Start Excerpted text

Id. (footnote omitted).
6. Alaska's previous extortion statute, former AS
11.20.345, also seems to have been consistent with the majority
view. Former AS 11.20.345(d) included a limited claim-of-right
defense -- similar to that currently contained in AS 11.41.520(c)
-- which applied to certain types of threat but did not extend to
threats of physical injury.
7. See ch. 166, 3, SLA 1978.
8. See Alaska Criminal Code Revision Part III, at 36-38
(Tent. Draft 1977).
9. See Alaska Criminal Code Revision Part III, at 23-24
(Tent. Draft 1977).
10. As stated in the Tentative Draft:
While some recent code revisions have
included theft by extortion within a
consolidated theft statute, extortion, by
reason of its closer analogy to robbery, is
subject to a higher penalty than other forms
of theft. Consequently, though technically
part of a consolidated theft statute,
exemptions are made which have the effect of
removing it from the statute . . . .
Because extortion carries a heavier
penalty than theft, and because defenses
which apply to theft are inapplicable to
extortion (i.e., claim of right), the Revised
Code treats extortion as a separate crime.
Alaska Criminal Code Revision Part III, at 37 (Tent.
Draft 1977).
11. See AS 11.41.500 - 530. In its commentary to the
extortion statute, the legislature made clear its view that
extortion was a crime against the person and not one against
property, expressly noting:
Extortion is a class B felony regardless
of the value of the property that was
obtained. In this regard, extortion differs
from the theft provisions by not making the
classification dependent on the value of the
property.
Commentary on the Alaska Revised Criminal Code, Senate Journal
Supp. No. 47 at 28-29, 1978 Senate Journal 1414.
12. See Alaska Criminal Code Revision Part III, at 104
(Tent. Draft 1977).
13. Id.

End Excerpted text
Start Dataset content

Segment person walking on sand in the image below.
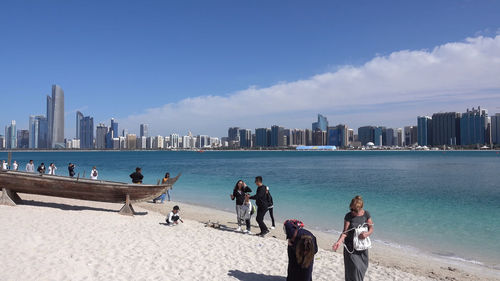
[332,196,373,281]
[229,180,252,231]
[36,162,45,174]
[283,220,318,281]
[90,166,99,180]
[250,176,269,237]
[153,173,173,204]
[26,160,35,173]
[266,186,276,229]
[49,163,57,176]
[130,167,144,184]
[68,163,75,177]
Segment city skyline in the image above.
[0,1,500,138]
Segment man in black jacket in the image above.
[250,176,269,237]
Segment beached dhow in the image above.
[0,170,181,215]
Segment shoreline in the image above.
[138,201,500,281]
[0,194,500,281]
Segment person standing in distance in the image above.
[250,176,269,237]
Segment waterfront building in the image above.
[5,120,17,149]
[47,85,66,148]
[312,114,328,132]
[385,128,396,146]
[417,116,432,146]
[292,129,306,145]
[432,112,461,146]
[491,113,500,144]
[373,127,385,146]
[95,123,108,149]
[17,130,30,149]
[126,134,137,150]
[396,128,404,147]
[460,107,489,146]
[271,125,285,147]
[76,116,94,149]
[255,128,271,147]
[170,134,180,148]
[0,135,5,149]
[239,129,252,148]
[139,124,149,138]
[358,126,375,145]
[75,111,83,139]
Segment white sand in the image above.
[0,194,498,281]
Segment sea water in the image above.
[0,151,500,268]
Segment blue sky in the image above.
[0,1,500,137]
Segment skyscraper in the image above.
[47,85,66,148]
[140,124,149,138]
[432,112,461,146]
[255,128,271,147]
[271,125,285,147]
[312,114,328,132]
[417,116,432,146]
[79,116,94,149]
[460,107,489,145]
[75,111,83,140]
[491,113,500,144]
[5,120,17,149]
[95,123,108,149]
[358,126,375,145]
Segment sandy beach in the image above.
[0,194,500,281]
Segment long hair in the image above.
[233,180,243,191]
[295,235,315,268]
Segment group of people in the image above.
[230,176,276,237]
[2,160,99,180]
[230,176,373,281]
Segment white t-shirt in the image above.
[90,169,99,180]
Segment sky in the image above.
[0,0,500,137]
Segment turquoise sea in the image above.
[0,151,500,268]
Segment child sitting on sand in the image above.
[238,195,254,234]
[165,205,184,226]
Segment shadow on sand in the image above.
[227,270,286,281]
[22,200,148,216]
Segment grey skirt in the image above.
[344,248,368,281]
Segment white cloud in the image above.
[120,35,500,135]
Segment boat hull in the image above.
[0,170,168,203]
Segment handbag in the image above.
[344,223,372,254]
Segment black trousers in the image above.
[255,207,269,233]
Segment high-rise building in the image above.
[385,128,397,146]
[271,125,285,147]
[17,130,30,149]
[125,134,137,149]
[239,129,252,148]
[79,116,94,149]
[460,107,489,145]
[417,116,432,146]
[47,85,66,148]
[432,112,461,146]
[491,113,500,144]
[75,111,83,140]
[255,128,271,147]
[358,126,375,145]
[140,124,149,138]
[170,134,179,148]
[5,120,17,149]
[95,123,108,149]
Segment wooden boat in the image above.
[0,167,181,215]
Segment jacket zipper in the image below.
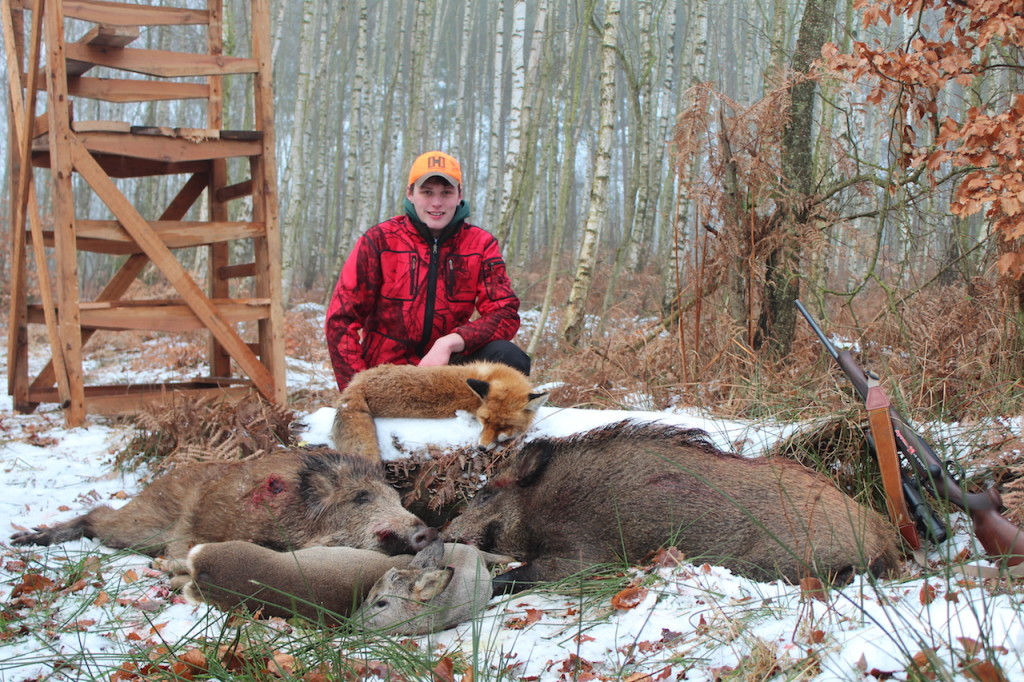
[416,239,439,357]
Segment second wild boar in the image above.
[442,422,898,592]
[11,449,437,560]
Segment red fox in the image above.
[331,363,548,460]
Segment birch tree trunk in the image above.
[526,0,596,353]
[562,0,618,345]
[486,0,505,215]
[339,0,372,250]
[492,0,526,242]
[281,0,318,308]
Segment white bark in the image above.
[562,0,618,343]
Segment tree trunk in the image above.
[562,0,618,344]
[755,0,837,357]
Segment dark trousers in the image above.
[452,340,530,377]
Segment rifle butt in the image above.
[968,488,1024,566]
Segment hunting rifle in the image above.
[795,300,1024,566]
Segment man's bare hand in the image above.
[420,332,466,367]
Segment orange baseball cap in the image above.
[409,152,462,187]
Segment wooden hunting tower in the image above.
[2,0,286,425]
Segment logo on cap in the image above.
[409,152,462,187]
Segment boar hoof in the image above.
[10,528,53,547]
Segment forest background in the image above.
[0,0,1024,420]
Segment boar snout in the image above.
[376,519,437,556]
[410,527,438,552]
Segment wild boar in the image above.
[331,361,548,461]
[11,449,437,560]
[442,422,898,591]
[352,540,512,635]
[182,541,413,625]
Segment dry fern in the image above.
[116,395,296,472]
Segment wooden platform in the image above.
[2,0,286,425]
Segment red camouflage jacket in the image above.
[325,209,519,390]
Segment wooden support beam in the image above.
[68,76,210,102]
[50,132,262,164]
[216,263,256,282]
[68,137,284,404]
[215,179,253,204]
[29,298,270,332]
[31,220,264,255]
[30,166,207,392]
[67,43,256,78]
[57,0,210,26]
[65,25,138,78]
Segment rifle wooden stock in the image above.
[967,487,1024,566]
[796,300,1024,566]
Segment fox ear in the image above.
[523,393,548,412]
[466,379,490,400]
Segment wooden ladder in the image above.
[2,0,286,426]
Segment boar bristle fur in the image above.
[443,421,898,589]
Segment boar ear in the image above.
[466,379,490,400]
[515,440,555,487]
[413,566,455,601]
[409,538,444,568]
[523,393,548,412]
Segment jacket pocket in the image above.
[444,254,480,303]
[381,251,420,301]
[483,260,515,301]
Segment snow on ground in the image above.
[0,346,1024,682]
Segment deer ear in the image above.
[413,566,455,601]
[466,379,490,400]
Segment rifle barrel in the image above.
[794,298,839,359]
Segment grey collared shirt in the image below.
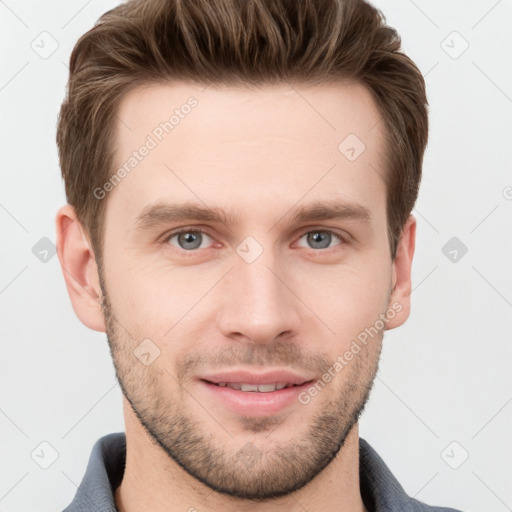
[63,432,466,512]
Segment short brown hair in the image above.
[57,0,428,262]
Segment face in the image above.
[99,84,401,500]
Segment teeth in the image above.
[217,382,294,393]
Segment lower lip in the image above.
[199,380,311,417]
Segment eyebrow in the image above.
[134,200,373,230]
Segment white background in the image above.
[0,0,512,512]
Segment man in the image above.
[56,0,464,512]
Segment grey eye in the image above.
[169,229,210,251]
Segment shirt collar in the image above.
[63,432,432,512]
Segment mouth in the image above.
[205,380,312,393]
[198,371,314,417]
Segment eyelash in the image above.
[163,228,347,254]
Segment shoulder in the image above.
[359,438,468,512]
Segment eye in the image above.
[301,229,344,249]
[166,229,211,251]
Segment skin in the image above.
[56,83,416,512]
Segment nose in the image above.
[218,250,304,344]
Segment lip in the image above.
[198,370,314,418]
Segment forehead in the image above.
[108,79,385,224]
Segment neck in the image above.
[115,403,366,512]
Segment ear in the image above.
[386,215,416,329]
[55,204,105,332]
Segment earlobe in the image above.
[386,215,416,329]
[55,204,105,332]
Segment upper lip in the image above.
[199,370,314,386]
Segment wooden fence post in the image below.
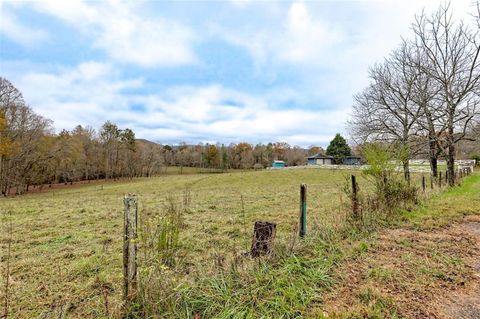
[123,194,138,307]
[250,221,277,257]
[298,183,307,238]
[352,175,358,218]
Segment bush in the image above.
[356,143,417,218]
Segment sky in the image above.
[0,0,472,147]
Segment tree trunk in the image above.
[403,159,410,185]
[428,137,438,178]
[447,143,455,186]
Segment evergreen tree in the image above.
[327,133,352,164]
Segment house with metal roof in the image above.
[307,154,333,165]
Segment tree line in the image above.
[0,77,334,195]
[349,3,480,185]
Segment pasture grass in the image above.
[0,169,480,318]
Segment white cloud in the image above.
[0,1,48,46]
[7,62,346,146]
[28,0,197,67]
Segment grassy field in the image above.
[0,170,360,318]
[0,169,472,318]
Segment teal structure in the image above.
[272,161,285,168]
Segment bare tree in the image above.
[349,41,422,182]
[413,5,480,185]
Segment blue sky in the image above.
[0,0,471,146]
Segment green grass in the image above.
[0,170,360,318]
[403,173,480,229]
[0,169,480,318]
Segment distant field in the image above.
[0,169,438,318]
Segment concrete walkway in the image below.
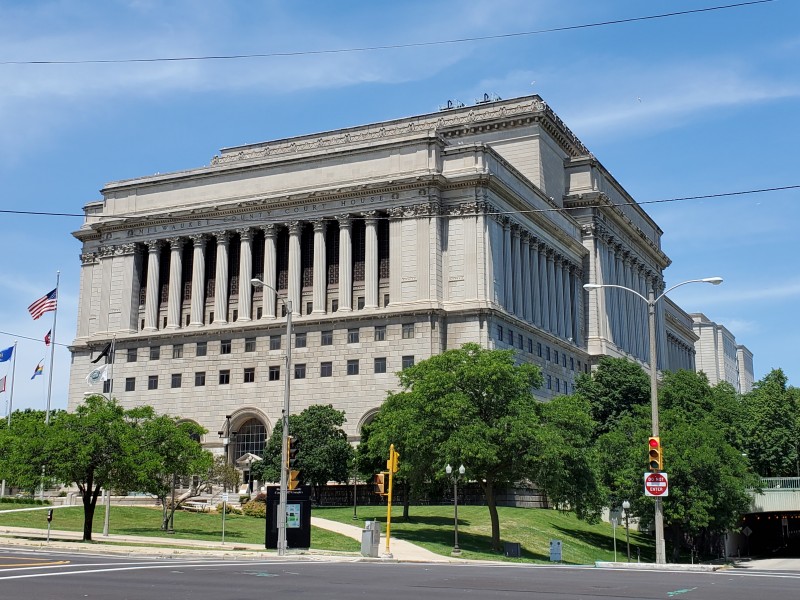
[0,517,457,562]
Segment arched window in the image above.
[231,419,267,462]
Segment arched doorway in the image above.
[231,418,267,492]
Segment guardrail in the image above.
[761,477,800,492]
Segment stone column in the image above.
[144,240,161,331]
[520,233,533,322]
[117,243,141,333]
[236,227,252,321]
[261,223,278,319]
[553,256,567,338]
[313,219,328,315]
[562,260,575,341]
[547,248,558,334]
[189,233,206,327]
[287,221,303,314]
[362,210,378,309]
[214,231,230,325]
[338,215,352,312]
[503,219,514,312]
[511,225,524,317]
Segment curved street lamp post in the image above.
[444,464,466,556]
[250,278,292,556]
[583,277,722,565]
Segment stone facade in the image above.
[69,96,712,458]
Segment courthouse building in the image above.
[69,96,708,468]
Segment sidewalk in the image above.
[0,517,450,562]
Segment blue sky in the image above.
[0,0,800,412]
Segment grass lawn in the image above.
[313,506,655,564]
[0,504,361,552]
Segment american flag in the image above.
[28,288,58,321]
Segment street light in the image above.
[250,278,292,556]
[622,500,631,562]
[583,277,722,565]
[444,464,466,556]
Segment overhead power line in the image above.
[0,0,775,65]
[0,184,800,221]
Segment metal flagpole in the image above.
[0,340,17,496]
[44,271,61,425]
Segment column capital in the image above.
[261,223,278,239]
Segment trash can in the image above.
[361,521,381,558]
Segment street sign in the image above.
[644,473,669,498]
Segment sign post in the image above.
[644,473,669,498]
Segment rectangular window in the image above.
[294,364,306,379]
[294,333,306,348]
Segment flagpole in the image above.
[44,271,61,425]
[0,340,17,497]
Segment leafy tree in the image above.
[359,344,592,550]
[136,414,216,530]
[741,369,800,477]
[575,356,650,435]
[252,404,353,503]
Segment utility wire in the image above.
[0,184,800,221]
[0,0,775,65]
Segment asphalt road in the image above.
[0,547,800,600]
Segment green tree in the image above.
[252,404,353,503]
[741,369,800,477]
[575,356,650,435]
[359,344,595,550]
[136,414,216,530]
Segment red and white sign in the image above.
[644,473,669,498]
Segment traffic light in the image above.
[386,444,400,473]
[647,437,664,473]
[286,435,300,490]
[372,473,389,496]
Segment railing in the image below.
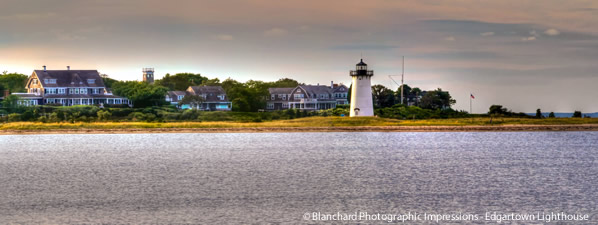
[349,70,374,76]
[299,98,318,103]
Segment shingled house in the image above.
[266,82,349,111]
[166,86,233,111]
[13,66,132,106]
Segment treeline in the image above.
[0,105,349,123]
[0,71,29,93]
[104,73,300,112]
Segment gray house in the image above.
[13,66,132,106]
[266,83,349,111]
[166,86,233,111]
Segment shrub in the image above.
[8,113,21,122]
[97,110,112,121]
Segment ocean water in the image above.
[0,132,598,224]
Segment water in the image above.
[0,132,598,224]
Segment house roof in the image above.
[12,93,42,98]
[334,84,349,93]
[299,85,332,94]
[187,86,228,102]
[268,88,295,95]
[357,59,368,66]
[34,70,104,87]
[166,91,187,102]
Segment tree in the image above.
[421,88,457,109]
[179,95,205,108]
[270,78,300,88]
[372,84,395,107]
[2,95,20,112]
[102,75,118,88]
[201,78,220,86]
[112,81,168,108]
[488,105,509,115]
[155,73,208,91]
[536,109,544,119]
[0,71,29,94]
[409,87,422,106]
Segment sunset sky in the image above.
[0,0,598,113]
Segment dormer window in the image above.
[44,79,56,84]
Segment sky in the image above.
[0,0,598,113]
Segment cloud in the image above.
[299,25,311,30]
[332,44,399,50]
[544,28,561,36]
[214,34,235,41]
[264,28,289,37]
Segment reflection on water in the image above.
[0,132,598,224]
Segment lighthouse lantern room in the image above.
[349,59,374,117]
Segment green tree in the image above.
[201,78,220,86]
[102,77,119,88]
[2,95,20,112]
[488,105,509,115]
[372,84,395,107]
[536,109,544,119]
[0,71,29,95]
[155,73,208,91]
[420,88,457,109]
[97,110,112,121]
[179,95,205,108]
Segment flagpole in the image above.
[469,93,473,123]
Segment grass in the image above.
[0,117,598,130]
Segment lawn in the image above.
[0,117,598,130]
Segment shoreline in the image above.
[0,124,598,135]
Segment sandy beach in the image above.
[0,124,598,135]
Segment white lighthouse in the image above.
[349,59,374,117]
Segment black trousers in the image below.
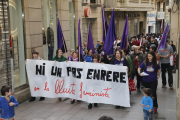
[161,63,173,87]
[132,69,143,89]
[143,80,158,108]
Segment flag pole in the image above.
[86,21,90,50]
[78,46,81,62]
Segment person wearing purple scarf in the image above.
[69,51,79,104]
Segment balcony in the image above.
[104,0,155,11]
[82,0,103,7]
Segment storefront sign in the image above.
[147,12,156,26]
[157,12,165,19]
[26,59,130,107]
[84,7,91,17]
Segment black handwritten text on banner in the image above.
[26,59,130,107]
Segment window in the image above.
[9,0,26,88]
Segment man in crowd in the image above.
[147,36,158,49]
[158,40,173,89]
[131,36,140,46]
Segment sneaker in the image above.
[88,103,92,109]
[154,107,157,114]
[94,103,97,107]
[39,97,45,101]
[56,98,62,103]
[71,99,75,104]
[115,106,121,109]
[29,97,36,102]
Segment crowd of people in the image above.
[0,34,176,119]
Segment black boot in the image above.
[71,99,75,104]
[88,103,92,109]
[94,103,97,107]
[39,97,45,101]
[29,97,36,102]
[115,106,121,109]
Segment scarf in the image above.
[72,58,78,61]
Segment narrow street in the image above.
[15,74,176,120]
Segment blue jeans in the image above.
[143,109,153,120]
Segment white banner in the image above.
[157,12,165,20]
[147,11,156,26]
[26,59,130,107]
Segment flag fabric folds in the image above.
[57,18,67,53]
[161,19,163,29]
[157,24,169,51]
[78,19,84,61]
[120,16,128,49]
[103,9,116,55]
[87,23,95,53]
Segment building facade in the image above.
[104,0,155,37]
[0,0,103,103]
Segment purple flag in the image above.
[102,7,108,42]
[57,18,67,53]
[102,7,106,42]
[161,19,163,29]
[78,19,84,61]
[120,16,128,49]
[157,23,169,51]
[103,9,116,55]
[87,23,95,53]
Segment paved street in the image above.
[12,75,176,120]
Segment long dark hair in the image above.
[115,49,123,60]
[145,51,157,66]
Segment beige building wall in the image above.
[106,11,146,37]
[24,0,43,59]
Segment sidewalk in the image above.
[15,74,176,120]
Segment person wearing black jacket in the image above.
[147,36,158,52]
[130,47,143,92]
[110,49,130,109]
[169,40,176,53]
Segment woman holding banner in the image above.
[130,46,143,92]
[53,48,68,102]
[138,51,161,113]
[84,48,93,62]
[70,51,82,104]
[110,49,130,109]
[88,54,101,109]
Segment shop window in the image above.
[9,0,26,88]
[41,0,57,60]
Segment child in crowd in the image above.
[141,88,153,120]
[0,85,19,120]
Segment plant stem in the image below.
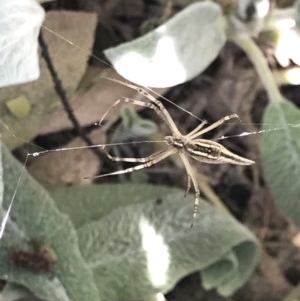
[232,37,284,102]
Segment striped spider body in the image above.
[95,78,255,226]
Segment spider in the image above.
[93,78,255,227]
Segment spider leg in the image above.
[85,148,177,179]
[185,114,240,140]
[179,153,200,228]
[184,175,191,197]
[99,77,181,136]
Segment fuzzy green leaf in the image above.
[55,184,258,300]
[104,1,226,88]
[262,102,300,225]
[0,144,100,301]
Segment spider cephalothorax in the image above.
[95,79,255,225]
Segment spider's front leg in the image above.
[179,153,200,228]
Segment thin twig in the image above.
[39,33,110,162]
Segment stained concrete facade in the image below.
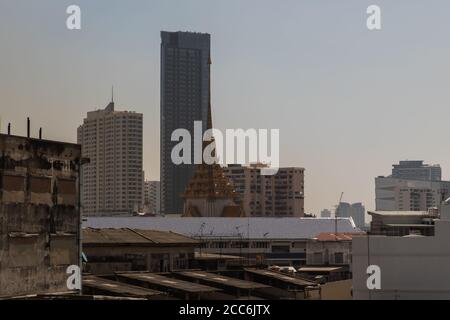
[0,134,81,296]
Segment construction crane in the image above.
[334,192,344,240]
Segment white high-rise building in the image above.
[144,181,161,215]
[78,102,144,216]
[336,202,366,229]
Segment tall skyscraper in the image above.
[78,102,144,216]
[392,160,442,181]
[161,31,211,214]
[223,164,305,217]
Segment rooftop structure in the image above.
[0,134,81,296]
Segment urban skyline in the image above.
[0,1,450,214]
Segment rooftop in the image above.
[314,232,365,242]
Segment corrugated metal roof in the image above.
[83,217,361,239]
[83,228,198,245]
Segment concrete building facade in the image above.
[392,160,442,181]
[375,177,450,211]
[0,134,81,297]
[78,102,144,216]
[223,165,305,217]
[161,31,211,214]
[83,228,200,274]
[353,203,450,300]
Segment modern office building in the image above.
[375,177,450,211]
[161,31,211,214]
[78,102,144,216]
[352,201,450,300]
[223,164,305,217]
[392,160,442,181]
[144,181,161,215]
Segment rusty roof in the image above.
[175,271,269,289]
[83,228,199,246]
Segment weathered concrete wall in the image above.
[0,134,81,296]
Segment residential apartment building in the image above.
[144,181,161,215]
[375,177,450,211]
[161,31,211,214]
[223,164,305,217]
[78,102,144,216]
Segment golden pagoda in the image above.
[182,58,245,217]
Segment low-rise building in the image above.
[223,164,305,217]
[352,201,450,300]
[84,217,360,266]
[83,228,200,274]
[368,209,438,236]
[299,232,363,281]
[0,134,81,296]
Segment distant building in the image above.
[336,202,366,229]
[392,161,442,181]
[144,181,161,215]
[161,31,211,214]
[78,102,144,216]
[352,203,450,300]
[320,209,331,218]
[0,134,81,297]
[223,164,305,217]
[375,177,450,211]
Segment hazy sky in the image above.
[0,0,450,218]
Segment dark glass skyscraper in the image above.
[161,31,211,214]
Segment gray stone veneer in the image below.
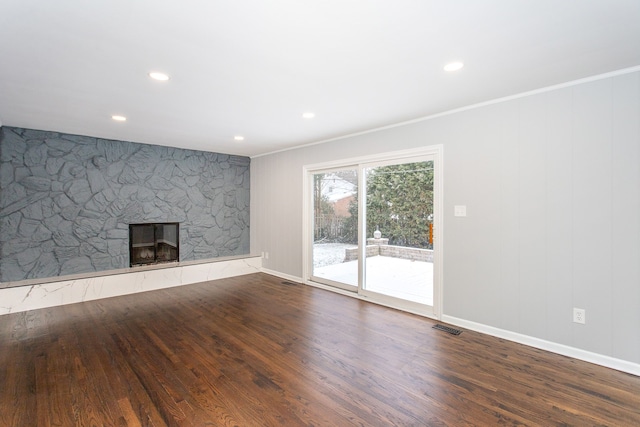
[0,126,250,282]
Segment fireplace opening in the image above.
[129,222,180,267]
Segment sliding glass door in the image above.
[305,149,442,317]
[311,168,358,290]
[362,159,434,306]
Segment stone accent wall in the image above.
[0,126,250,282]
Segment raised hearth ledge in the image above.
[0,256,262,315]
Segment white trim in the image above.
[442,315,640,376]
[250,65,640,159]
[302,144,444,319]
[0,257,262,315]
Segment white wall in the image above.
[251,69,640,364]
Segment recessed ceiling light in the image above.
[444,62,464,71]
[149,71,169,82]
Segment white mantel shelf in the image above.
[0,256,262,315]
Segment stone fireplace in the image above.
[129,222,180,267]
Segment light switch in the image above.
[453,205,467,216]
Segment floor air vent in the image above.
[433,324,462,335]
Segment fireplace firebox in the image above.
[129,222,180,267]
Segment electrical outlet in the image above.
[573,307,587,325]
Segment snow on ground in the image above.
[313,243,357,268]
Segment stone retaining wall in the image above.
[344,245,433,262]
[0,126,250,282]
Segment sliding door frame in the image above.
[302,145,444,319]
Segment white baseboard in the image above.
[442,315,640,376]
[262,268,640,376]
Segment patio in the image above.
[314,251,433,305]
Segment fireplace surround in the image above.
[129,222,180,267]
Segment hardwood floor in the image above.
[0,274,640,426]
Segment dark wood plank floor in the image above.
[0,274,640,426]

End Dataset content

## Exercise tasks
**1.** According to the footnotes on Alaska's extortion law, what class of felony is extortion, regardless of the value of the property obtained?
**2.** Write out the footnotes on Alaska's extortion law from "10. As stated" to "statute . . . .".
The records have no connection to the footnotes on Alaska's extortion law.

## Results
**1.** A class B felony.

**2.**
10. As stated in the Tentative Draft:
While some recent code revisions have
included theft by extortion within a
consolidated theft statute, extortion, by
reason of its closer analogy to robbery, is
subject to a higher penalty than other forms
of theft. Consequently, though technically
part of a consolidated theft statute,
exemptions are made which have the effect of
removing it from the statute . . . .